[Data excerpts]
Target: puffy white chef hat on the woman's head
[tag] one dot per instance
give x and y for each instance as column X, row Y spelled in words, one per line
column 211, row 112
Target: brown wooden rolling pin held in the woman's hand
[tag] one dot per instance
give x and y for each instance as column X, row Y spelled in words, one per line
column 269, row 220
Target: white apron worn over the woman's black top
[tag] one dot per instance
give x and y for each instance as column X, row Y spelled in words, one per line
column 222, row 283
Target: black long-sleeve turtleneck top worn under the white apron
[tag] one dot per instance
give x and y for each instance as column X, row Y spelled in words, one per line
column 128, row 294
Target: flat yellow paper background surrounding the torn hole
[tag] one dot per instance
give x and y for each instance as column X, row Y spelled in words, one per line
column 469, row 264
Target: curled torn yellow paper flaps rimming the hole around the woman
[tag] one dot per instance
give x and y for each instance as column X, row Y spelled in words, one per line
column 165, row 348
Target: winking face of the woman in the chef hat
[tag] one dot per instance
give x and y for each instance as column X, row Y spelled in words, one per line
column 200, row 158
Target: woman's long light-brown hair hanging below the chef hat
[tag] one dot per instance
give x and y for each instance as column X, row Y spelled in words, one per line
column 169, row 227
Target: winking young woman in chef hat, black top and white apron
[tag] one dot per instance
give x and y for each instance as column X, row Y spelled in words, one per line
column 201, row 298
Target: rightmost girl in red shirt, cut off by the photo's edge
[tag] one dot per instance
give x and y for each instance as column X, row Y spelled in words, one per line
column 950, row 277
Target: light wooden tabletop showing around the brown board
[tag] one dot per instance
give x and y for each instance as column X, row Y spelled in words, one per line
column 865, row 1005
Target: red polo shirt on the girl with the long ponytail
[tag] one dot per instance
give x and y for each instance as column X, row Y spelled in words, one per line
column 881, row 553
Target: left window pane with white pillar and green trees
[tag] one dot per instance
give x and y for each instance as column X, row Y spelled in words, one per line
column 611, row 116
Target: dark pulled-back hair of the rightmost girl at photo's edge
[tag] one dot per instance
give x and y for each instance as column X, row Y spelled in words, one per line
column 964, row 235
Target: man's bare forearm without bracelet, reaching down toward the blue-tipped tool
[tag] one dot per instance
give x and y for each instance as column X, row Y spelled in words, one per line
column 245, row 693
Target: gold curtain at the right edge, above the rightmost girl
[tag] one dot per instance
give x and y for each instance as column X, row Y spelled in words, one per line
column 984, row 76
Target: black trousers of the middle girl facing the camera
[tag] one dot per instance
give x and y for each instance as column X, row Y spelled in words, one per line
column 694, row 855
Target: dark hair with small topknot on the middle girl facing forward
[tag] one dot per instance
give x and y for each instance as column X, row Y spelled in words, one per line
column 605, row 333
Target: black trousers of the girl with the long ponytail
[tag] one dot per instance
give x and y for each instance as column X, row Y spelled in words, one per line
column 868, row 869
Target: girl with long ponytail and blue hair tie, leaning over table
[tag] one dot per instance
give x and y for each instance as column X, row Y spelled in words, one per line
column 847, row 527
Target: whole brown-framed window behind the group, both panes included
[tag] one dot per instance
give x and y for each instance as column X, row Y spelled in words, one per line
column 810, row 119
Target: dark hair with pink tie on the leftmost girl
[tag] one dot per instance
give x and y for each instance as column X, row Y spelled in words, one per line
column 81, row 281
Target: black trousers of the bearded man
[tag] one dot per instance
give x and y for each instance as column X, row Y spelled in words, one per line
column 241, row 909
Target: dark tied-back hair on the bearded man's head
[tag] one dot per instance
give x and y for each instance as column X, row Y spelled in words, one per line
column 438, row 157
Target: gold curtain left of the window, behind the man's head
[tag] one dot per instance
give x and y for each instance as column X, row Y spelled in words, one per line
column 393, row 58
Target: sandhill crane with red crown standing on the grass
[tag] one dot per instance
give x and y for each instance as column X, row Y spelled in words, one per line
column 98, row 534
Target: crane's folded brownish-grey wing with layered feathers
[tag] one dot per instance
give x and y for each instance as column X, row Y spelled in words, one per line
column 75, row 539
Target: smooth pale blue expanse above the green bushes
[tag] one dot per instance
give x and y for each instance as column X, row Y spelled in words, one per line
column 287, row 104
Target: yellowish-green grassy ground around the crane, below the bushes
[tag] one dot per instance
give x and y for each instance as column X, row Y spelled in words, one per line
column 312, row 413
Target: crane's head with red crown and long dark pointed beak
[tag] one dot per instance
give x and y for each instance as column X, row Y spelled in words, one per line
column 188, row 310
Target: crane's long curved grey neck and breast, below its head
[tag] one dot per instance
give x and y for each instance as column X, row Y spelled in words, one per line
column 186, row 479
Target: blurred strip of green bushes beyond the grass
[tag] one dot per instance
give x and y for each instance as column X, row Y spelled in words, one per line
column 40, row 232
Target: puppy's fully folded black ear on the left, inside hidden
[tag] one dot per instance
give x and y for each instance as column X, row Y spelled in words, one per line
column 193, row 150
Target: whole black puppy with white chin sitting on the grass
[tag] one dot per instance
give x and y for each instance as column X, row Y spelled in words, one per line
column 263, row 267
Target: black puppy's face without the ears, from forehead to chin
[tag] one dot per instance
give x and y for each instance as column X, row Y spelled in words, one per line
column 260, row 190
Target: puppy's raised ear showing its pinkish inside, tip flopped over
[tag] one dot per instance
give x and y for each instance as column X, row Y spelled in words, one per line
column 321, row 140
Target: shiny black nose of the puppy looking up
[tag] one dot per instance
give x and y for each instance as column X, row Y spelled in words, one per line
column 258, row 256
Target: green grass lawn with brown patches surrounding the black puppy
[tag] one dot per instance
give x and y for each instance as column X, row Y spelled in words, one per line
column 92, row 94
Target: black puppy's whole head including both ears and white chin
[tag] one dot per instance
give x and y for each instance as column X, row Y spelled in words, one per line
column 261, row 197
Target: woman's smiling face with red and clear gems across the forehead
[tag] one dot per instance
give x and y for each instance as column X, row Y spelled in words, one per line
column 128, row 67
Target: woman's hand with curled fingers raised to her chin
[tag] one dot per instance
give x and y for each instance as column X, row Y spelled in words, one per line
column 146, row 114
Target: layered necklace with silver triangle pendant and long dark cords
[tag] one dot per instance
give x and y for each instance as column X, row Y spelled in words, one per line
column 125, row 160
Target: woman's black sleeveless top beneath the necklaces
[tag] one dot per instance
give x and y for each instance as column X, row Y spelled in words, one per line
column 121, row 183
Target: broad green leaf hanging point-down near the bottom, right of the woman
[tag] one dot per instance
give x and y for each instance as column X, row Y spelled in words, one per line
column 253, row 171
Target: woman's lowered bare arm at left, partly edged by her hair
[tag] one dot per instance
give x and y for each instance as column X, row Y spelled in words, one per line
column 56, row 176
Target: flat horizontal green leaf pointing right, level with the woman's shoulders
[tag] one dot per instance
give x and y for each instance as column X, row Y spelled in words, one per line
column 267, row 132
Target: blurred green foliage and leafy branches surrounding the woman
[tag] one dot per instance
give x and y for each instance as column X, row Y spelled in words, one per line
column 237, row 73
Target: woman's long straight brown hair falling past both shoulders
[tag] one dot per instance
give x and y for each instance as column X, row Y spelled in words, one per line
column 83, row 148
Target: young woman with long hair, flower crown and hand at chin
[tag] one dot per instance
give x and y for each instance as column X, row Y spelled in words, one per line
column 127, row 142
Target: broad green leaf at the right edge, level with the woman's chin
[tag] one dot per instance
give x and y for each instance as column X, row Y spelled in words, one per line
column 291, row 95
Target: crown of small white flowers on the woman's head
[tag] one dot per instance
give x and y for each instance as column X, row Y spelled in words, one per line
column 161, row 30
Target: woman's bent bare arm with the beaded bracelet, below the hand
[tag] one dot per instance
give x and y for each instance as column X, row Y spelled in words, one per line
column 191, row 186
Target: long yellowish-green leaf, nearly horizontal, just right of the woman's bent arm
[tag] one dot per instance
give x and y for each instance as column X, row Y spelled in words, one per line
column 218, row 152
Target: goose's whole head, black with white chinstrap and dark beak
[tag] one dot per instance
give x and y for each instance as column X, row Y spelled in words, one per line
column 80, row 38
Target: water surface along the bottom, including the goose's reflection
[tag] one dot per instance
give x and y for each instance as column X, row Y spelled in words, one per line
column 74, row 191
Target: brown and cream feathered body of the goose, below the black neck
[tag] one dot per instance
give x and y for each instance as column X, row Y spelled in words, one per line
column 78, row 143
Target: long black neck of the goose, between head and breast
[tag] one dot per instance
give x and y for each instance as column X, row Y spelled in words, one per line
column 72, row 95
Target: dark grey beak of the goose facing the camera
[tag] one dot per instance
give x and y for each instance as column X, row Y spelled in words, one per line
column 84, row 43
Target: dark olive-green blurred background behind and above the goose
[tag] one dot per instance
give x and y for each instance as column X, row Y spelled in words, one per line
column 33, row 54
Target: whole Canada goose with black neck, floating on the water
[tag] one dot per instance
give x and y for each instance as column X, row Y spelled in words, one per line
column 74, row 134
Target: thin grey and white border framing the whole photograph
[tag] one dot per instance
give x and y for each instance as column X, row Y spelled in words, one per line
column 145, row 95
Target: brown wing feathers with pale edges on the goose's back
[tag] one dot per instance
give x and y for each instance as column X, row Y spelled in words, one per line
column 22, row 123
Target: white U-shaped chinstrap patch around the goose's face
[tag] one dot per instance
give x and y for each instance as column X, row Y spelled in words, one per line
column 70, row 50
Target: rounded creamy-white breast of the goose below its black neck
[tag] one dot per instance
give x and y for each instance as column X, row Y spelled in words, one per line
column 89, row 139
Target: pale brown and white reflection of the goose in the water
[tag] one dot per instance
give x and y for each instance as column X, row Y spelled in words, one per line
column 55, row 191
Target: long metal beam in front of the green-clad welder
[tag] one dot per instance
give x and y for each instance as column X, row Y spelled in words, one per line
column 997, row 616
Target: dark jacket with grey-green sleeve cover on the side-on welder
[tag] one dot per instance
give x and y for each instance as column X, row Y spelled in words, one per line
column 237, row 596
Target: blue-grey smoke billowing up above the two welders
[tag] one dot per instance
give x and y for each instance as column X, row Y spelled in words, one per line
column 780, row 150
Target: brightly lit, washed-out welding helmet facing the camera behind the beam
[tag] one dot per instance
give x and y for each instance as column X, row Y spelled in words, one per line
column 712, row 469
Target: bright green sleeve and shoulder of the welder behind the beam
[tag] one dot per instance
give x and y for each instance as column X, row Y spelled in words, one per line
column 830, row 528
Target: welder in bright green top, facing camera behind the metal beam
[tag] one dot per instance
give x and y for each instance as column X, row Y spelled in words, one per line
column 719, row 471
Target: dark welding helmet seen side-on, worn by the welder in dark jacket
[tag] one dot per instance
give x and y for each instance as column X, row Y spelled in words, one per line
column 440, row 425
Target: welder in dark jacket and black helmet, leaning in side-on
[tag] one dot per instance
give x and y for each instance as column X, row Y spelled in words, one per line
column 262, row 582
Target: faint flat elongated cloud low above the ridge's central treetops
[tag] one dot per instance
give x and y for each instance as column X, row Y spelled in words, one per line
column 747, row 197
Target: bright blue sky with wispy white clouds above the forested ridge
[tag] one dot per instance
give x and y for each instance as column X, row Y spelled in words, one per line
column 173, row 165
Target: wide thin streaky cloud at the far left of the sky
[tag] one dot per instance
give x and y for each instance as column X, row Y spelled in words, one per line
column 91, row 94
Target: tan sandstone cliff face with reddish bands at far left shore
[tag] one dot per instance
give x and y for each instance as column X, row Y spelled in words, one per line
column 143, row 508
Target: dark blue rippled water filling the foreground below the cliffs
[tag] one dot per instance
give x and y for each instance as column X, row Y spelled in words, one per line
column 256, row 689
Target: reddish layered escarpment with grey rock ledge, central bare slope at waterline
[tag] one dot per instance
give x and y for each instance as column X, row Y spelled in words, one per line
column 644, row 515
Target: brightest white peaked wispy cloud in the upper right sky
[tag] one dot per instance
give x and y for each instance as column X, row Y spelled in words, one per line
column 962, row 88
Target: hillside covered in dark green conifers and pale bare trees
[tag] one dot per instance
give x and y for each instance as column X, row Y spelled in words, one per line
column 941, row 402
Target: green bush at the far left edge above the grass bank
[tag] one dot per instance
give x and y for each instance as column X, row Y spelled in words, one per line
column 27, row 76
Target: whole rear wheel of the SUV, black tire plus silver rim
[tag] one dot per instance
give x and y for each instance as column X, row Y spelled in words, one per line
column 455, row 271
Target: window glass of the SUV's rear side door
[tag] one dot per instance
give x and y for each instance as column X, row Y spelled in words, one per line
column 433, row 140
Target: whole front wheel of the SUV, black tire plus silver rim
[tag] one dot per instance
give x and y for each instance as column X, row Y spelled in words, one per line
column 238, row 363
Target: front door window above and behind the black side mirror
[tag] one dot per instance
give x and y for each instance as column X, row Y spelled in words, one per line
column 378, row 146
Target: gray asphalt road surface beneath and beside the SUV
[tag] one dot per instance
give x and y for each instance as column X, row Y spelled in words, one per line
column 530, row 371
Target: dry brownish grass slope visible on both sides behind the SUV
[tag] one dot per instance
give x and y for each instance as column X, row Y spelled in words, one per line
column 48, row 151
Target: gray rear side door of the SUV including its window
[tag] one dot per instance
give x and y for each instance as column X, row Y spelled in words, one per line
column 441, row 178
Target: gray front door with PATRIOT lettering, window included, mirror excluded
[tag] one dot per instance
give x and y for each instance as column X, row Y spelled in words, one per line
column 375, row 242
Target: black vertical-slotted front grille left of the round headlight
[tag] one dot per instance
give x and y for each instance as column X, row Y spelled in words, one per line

• Your instructions: Lines from the one containing "Target: gray rear" through the final line of the entries are the only ones to print, and each must match exactly.

• Written solution:
Target: gray rear side door of the SUV including its window
[tag] one dot per instance
give x and y for each instance as column X, row Y spelled in words, one per line
column 441, row 178
Target: gray front door with PATRIOT lettering, window included, mirror excluded
[tag] one dot per instance
give x and y for each instance as column X, row Y spelled in words, one per line
column 375, row 242
Target: black vertical-slotted front grille left of the round headlight
[tag] one dot per instance
give x and y for each instance as column X, row Y spelled in words, one per line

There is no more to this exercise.